Image object location entries
++++++++++
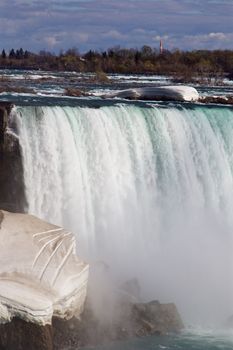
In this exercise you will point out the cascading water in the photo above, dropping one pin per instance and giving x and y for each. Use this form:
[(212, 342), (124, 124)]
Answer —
[(148, 190)]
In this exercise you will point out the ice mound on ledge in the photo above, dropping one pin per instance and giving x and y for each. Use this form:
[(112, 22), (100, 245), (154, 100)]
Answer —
[(40, 275), (164, 93)]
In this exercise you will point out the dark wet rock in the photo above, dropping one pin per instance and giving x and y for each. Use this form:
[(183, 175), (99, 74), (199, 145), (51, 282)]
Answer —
[(12, 195), (129, 321), (22, 335), (224, 100), (73, 92)]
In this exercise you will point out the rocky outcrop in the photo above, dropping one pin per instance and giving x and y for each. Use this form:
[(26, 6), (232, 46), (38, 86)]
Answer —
[(159, 93), (40, 275), (12, 196), (132, 320), (223, 100)]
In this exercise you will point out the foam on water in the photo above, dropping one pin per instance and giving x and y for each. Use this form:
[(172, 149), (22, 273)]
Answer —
[(148, 190)]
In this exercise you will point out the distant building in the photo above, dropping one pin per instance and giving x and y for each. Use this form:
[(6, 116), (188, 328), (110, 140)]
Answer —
[(161, 47)]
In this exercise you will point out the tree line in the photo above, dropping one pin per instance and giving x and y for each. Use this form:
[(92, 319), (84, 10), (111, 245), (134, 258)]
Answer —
[(183, 65)]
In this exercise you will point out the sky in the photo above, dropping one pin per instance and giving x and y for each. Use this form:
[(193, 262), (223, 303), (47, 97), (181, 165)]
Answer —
[(56, 25)]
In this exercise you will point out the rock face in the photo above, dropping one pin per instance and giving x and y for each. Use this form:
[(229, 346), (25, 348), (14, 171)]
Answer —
[(160, 93), (12, 196), (40, 275)]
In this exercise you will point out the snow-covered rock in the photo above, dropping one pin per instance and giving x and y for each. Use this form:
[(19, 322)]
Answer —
[(174, 93), (40, 274)]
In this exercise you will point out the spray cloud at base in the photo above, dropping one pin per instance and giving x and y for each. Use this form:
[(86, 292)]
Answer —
[(147, 190)]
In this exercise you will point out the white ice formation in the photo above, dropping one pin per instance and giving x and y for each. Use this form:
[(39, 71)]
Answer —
[(40, 274), (174, 93)]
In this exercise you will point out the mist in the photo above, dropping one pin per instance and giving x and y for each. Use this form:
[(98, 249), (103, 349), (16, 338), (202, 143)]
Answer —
[(148, 191)]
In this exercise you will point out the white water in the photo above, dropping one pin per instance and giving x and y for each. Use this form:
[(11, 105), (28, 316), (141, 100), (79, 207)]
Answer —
[(147, 190)]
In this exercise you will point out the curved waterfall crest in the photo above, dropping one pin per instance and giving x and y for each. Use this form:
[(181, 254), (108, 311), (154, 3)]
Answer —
[(141, 187)]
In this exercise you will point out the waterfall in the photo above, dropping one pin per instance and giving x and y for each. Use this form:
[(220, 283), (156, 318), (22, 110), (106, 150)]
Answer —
[(148, 190)]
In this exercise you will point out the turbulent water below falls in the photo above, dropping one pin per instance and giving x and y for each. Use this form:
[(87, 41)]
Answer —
[(148, 190), (186, 341)]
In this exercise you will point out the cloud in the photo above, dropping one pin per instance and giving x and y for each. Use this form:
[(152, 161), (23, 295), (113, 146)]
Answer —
[(60, 24)]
++++++++++
> [WHAT YOU NEED TO DO]: Update all of these lines so that "dropping one pin per instance" becomes "placing one marker for each instance" wherever it occurs, with nothing else changed. Leave the pictures out of your answer.

> [THE OUTPUT]:
In this exercise you will point out the cascading water in the photo above, placing one marker for each instance and giving x and y for each. Use this form:
[(212, 342), (124, 124)]
Answer —
[(148, 190)]
In this exercise you will point out the ice mound on ledge in the photo above, placing one marker for each instance and giving x and y for each. Use this form:
[(112, 22), (100, 245), (154, 100)]
Answer —
[(40, 275), (164, 93)]
In this exercise you will point out the dark wet rock in the photo above, placing one marker for each instance and giving x and y for each. Use this form:
[(183, 175), (99, 74), (199, 145), (51, 282)]
Answer —
[(12, 195), (129, 321), (22, 335), (224, 100), (73, 92)]
In this exercise you will point out the rocky outcrop in the photo above, placing one marker for each instance and giving x and y for each. Use this form:
[(26, 6), (232, 46), (38, 86)]
Answer —
[(159, 93), (40, 275), (12, 196), (132, 320), (223, 100)]
In this exercise you will point out the foam on water in the photo above, placing one marker for each instance and giving x and y for each. Use this form:
[(172, 149), (22, 273)]
Answer —
[(148, 190)]
In this exercise you will point out the distant building in the photo above, placing one marker for each instance and giving x and y for each. Use this form:
[(6, 116), (188, 328), (110, 140)]
Answer —
[(161, 47)]
In this exercise you will point out the tree line in the photo above, placing one marker for each instance and giving x and y for each. Use this form:
[(92, 319), (84, 10), (111, 245), (134, 258)]
Answer —
[(183, 65)]
In this exercise you will point out the sky in the photo above, placing one marker for each instance and giving x and y for each. Use this form:
[(193, 262), (223, 303), (47, 97), (181, 165)]
Answer —
[(56, 25)]
In this exercise you will point out the rock face in the photo above, placing one marker for each instance and giving x and y for each. Use this form:
[(229, 346), (25, 348), (14, 171)]
Answer —
[(160, 93), (12, 196), (40, 275)]
In this exercise you will point out the snow-covered rock in the photo above, placing one marker for each instance and giving x and y for each. Use this form:
[(19, 322)]
Answer —
[(174, 93), (40, 274)]
In this exercise you will point out the spray cloud at base in the photo above, placing one marker for each instance and giving x and y for each. Use this form:
[(86, 292)]
Answer —
[(147, 190)]
In this exercise you will point out the white ice formation in the photo above, placing one marker for each instance and giving x and y for each. Use this form:
[(39, 71)]
Answer —
[(40, 274), (174, 93)]
In this exercise you will point out the mist in the photo above, placing one marker for each instance and giving x and y for each. Use this form:
[(98, 249), (103, 349), (16, 338), (202, 143)]
Answer —
[(148, 191)]
In this exercise you will point out the white water in the photo above, placing one marker for each instance and giving x and y for each. Use this form:
[(11, 105), (28, 316), (141, 100), (79, 207)]
Answer —
[(147, 190)]
In this exercise you will point out the curved waterfall crest in the photo above, placing one marker for each instance and giving x and y for each. Use this form:
[(181, 254), (108, 311), (154, 3)]
Answer —
[(141, 187)]
In this exercise you will point out the waterfall in the photo above, placing one marker for each instance and giving x and y for each. Use this form:
[(220, 283), (156, 318), (22, 110), (106, 150)]
Answer —
[(148, 190)]
In this exercise you will point out the turbulent water below falls in the photo above, placing one marker for each instance and giving x and y for each. Use this form:
[(87, 41)]
Answer —
[(148, 190), (186, 341)]
In this exercise you will point out the cloud in the photo above, placing one marker for each instance and giving x and y for each. Use this form:
[(152, 161), (23, 295), (113, 146)]
Answer —
[(60, 24)]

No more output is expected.